Wednesday, October 9, 2013

Texas shouldn't make shady deals for death penalty drugs


Texas executes more people than any other state by a wide margin — more than the next five states on that list put together. On Wednesday, Texas will add another name to the list of inmates executed, that ofMichael Yowell, 43, who will be put to death for murdering his parents and grandmother.
Yowell’s execution is significant because, as The Associated Press reported last week, the drug used to kill him will come from a controversial new supply provided not by a major pharmaceutical company but by a small compounding pharmacy outside of Houston, raising ethical questions about the drug’s quality and effectiveness. The drug, a widely-used sedative called pentobarbital, causes fatal respiratory arrest in high doses. Pentobarbital is used by several states in executions, usually as part of a three-drug cocktail.
The shortage that forced Texas to move to a compounding factory supplier has been a long time coming. In 2011, the Danish pharmaceutical company that had supplied Texas with pentobarbital announced that it would no longer sell it to anyone who used it to kill.
Then, the same thing happened with sodium thiopental, another part of the three-drug cocktail, and Texas and several other states abandoned the three-drug protocol in favor of a straight dose of pentobarbital.
But before long Texas had exhausted its supplies of pentobarbital. The last inmate to be executed in Texas with pentobarbital from a known supplier was Robert Garza, on Sept.  19 of this year. Suddenly, Texas no longer had access to its preferred method of execution.
____________
Task set
1) In the article on Texas death penalty drugs, rewrite the part starting with "The shortage that" and going on through "dose of pentobarbital.", replacing "three-drug cocktail" with "three-drug mixture".
2) According to the article on Texas death penalty drugs, who was the last inmate executed in Texas with pentobarbital from a known supplier, and on what date?
You won't need the material that follows the article.

Collection entries
____________
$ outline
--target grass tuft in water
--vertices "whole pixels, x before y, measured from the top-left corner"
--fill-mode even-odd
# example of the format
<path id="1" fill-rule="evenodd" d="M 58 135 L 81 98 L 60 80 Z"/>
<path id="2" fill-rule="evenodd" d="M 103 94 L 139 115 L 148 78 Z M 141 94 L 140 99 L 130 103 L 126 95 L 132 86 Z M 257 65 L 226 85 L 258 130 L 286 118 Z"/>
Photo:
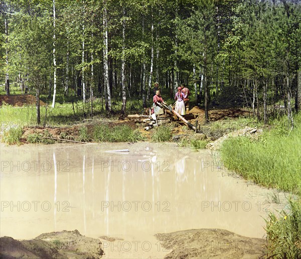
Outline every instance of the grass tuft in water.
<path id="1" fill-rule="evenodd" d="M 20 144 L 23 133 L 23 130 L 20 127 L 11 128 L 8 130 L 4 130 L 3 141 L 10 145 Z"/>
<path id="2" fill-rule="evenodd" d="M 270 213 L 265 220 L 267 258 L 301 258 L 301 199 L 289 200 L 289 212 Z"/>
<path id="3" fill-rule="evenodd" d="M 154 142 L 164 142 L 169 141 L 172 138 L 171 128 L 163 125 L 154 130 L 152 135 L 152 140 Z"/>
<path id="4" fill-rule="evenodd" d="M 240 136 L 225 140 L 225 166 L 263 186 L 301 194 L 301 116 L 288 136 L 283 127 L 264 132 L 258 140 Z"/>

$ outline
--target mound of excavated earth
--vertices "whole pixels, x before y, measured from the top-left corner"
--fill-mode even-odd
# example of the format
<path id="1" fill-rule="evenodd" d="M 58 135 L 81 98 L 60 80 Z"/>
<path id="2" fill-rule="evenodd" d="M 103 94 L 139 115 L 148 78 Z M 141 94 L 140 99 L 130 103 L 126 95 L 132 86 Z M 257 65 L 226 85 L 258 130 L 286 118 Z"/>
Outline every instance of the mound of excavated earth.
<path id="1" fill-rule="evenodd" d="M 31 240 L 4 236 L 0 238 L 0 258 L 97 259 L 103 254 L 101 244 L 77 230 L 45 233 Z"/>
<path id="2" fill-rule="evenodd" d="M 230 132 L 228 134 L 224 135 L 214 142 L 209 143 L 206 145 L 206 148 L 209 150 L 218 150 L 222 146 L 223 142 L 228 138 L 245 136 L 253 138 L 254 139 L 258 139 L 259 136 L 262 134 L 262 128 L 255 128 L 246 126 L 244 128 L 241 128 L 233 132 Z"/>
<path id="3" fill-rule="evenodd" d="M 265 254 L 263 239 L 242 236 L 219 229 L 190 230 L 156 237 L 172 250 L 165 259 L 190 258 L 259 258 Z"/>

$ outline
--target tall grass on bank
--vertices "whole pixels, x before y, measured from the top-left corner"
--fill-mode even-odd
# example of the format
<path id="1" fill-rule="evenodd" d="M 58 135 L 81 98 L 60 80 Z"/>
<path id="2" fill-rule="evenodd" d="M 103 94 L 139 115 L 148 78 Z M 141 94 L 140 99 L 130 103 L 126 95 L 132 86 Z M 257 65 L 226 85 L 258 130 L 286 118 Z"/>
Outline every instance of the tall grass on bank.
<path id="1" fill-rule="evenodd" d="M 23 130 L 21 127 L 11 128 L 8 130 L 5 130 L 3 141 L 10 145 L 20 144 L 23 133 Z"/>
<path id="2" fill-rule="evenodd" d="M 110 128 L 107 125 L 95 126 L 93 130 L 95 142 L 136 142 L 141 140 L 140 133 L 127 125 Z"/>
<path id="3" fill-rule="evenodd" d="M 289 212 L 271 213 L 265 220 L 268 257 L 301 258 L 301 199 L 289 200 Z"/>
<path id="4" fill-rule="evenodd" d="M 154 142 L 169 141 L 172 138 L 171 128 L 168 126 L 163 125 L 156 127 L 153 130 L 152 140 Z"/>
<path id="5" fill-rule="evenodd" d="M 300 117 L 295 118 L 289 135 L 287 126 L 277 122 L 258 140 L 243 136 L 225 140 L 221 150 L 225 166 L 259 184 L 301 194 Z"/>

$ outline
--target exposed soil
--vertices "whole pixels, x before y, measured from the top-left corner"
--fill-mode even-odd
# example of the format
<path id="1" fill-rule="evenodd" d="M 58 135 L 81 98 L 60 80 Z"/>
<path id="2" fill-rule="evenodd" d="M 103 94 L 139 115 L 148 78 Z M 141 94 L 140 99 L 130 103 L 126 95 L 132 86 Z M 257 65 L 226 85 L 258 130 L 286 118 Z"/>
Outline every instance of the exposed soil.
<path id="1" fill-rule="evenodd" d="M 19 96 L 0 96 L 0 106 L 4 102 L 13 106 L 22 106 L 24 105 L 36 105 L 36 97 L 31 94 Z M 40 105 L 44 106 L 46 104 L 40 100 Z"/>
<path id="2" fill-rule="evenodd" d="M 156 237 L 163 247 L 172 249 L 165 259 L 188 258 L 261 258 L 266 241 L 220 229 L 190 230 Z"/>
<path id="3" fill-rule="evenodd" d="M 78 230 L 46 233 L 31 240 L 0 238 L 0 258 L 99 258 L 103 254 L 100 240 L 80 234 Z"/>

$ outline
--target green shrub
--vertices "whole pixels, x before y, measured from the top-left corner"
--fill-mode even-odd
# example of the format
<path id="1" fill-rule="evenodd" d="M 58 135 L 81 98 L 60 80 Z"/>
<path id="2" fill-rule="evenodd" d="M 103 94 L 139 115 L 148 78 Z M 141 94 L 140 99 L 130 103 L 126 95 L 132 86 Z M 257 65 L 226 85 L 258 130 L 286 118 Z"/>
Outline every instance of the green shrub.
____________
Exercise responses
1)
The shortage that forced Texas to move to a compounding factory supplier has been a long time coming. In 2011, the Danish pharmaceutical company that had supplied Texas with pentobarbital announced that it would no longer sell it to anyone who used it to kill.
Then, the same thing happened with sodium thiopental, another part of the three-drug mixture, and Texas and several other states abandoned the three-drug protocol in favor of a straight dose of pentobarbital.

2) Robert Garza, on Sept. 19.